§ Directions for this task: Present the following data again exactly as it is shown.

§ Dataset records:
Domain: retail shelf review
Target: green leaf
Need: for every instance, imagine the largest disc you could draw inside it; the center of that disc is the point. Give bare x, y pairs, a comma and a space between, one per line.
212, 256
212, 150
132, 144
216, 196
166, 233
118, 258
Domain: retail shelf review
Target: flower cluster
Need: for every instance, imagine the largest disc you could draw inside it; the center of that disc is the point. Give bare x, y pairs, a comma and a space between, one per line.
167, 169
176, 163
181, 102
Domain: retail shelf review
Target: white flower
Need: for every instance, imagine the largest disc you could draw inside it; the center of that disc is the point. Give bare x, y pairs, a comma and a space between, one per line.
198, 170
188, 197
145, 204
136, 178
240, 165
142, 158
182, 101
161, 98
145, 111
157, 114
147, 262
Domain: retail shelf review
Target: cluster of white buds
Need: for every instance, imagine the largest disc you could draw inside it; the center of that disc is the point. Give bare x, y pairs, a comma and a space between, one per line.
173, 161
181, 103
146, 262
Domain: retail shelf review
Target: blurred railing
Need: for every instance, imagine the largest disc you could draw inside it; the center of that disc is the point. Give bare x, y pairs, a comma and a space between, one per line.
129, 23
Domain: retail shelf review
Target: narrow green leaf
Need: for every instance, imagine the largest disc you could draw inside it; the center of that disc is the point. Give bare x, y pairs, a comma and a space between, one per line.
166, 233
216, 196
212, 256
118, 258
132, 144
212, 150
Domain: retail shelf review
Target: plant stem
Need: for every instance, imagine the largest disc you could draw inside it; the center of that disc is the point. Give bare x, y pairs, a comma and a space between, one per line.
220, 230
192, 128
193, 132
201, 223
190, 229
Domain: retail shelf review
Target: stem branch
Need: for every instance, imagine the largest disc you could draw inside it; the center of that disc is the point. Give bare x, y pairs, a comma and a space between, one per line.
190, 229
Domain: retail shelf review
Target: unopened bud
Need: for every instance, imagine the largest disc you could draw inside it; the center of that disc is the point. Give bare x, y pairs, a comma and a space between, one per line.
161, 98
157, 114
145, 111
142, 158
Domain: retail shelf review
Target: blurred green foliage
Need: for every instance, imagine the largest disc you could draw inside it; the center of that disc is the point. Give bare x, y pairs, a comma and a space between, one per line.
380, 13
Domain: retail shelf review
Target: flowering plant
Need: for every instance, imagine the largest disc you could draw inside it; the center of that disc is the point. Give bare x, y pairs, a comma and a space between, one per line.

§ Reply:
Domain: retail shelf review
Target: green leaf
Need: for every instance, imagine the largest disc you could draw inside it; the center of that disc is the point. Give bare x, y pairs, a comma and a space between, one per line.
212, 256
212, 150
132, 144
216, 196
166, 233
118, 258
Domain: retail shelf review
Target: flower cluster
Need: for every instance, imagine the largest disc you could draw inside it; the center of that disc is the point. Give bare x, y pairs, a comma and a space between, one per line.
167, 169
176, 163
181, 102
Domain: retail shelf review
Target: white flower
Need: for every instance, imagine the largest disc you could draw inside it; the center of that disc is the point. Give bare x, y pairs, a comma and a space between, one per line.
198, 170
188, 197
145, 204
136, 178
240, 165
142, 158
182, 101
161, 98
145, 111
157, 114
147, 262
Domain: retail shelf review
Target: cluster of white buds
Need: for every instance, imagine the largest disc you could draw inside it; the center of that disc is the point. Give bare x, y pairs, a comma and a space between, one per line.
173, 161
181, 103
146, 262
Domain: retail shelf review
Target: blurred railing
Need: for every instance, imagine the largest disc you could draw inside it; the center of that disc is the point. Give bare x, y pairs, a comma and a space between, one per line.
129, 23
Domain: retail shelf review
Target: narrow green leaf
Need: for every instance, imagine the largest disc you could draw inside it; the center of that disc is the point. Give bare x, y pairs, a comma and a space between, one per line.
166, 233
216, 196
212, 256
118, 258
132, 144
212, 150
Domain: retail shelf review
Target: plant stem
Need: for every instance, imagine the largest disc you could draw inside it; the center of that disc is the point. Give bare x, y pairs, a comma and a space between, one per line.
220, 230
192, 128
193, 132
201, 223
190, 229
Domain: retail shelf review
Target: stem branch
Need: for every instance, imagine the largest disc you could draw inside it; the center of that disc is the point. Give bare x, y pairs, a comma and a space between, one per line.
190, 229
Domain: retail shelf review
Target: unopened bud
Need: for every instance, imagine the largest disc you could draw inside it; the center of that disc is the point. Give bare x, y pairs, a comma and a space between, one per line.
161, 98
157, 114
145, 111
142, 158
Domain: retail shelf review
Target: blurred green foliage
Need: for every instance, imagine the largest disc you could draw inside it; the center of that disc is the point. Give bare x, y pairs, a comma and a space between, one per line.
380, 13
Domain: retail shelf review
Target: flowering plant
Need: for every instance, imagine the largest disc you could draw inside it; the center of that disc is the point. Give bare x, y pairs, a comma and a space between, one per line.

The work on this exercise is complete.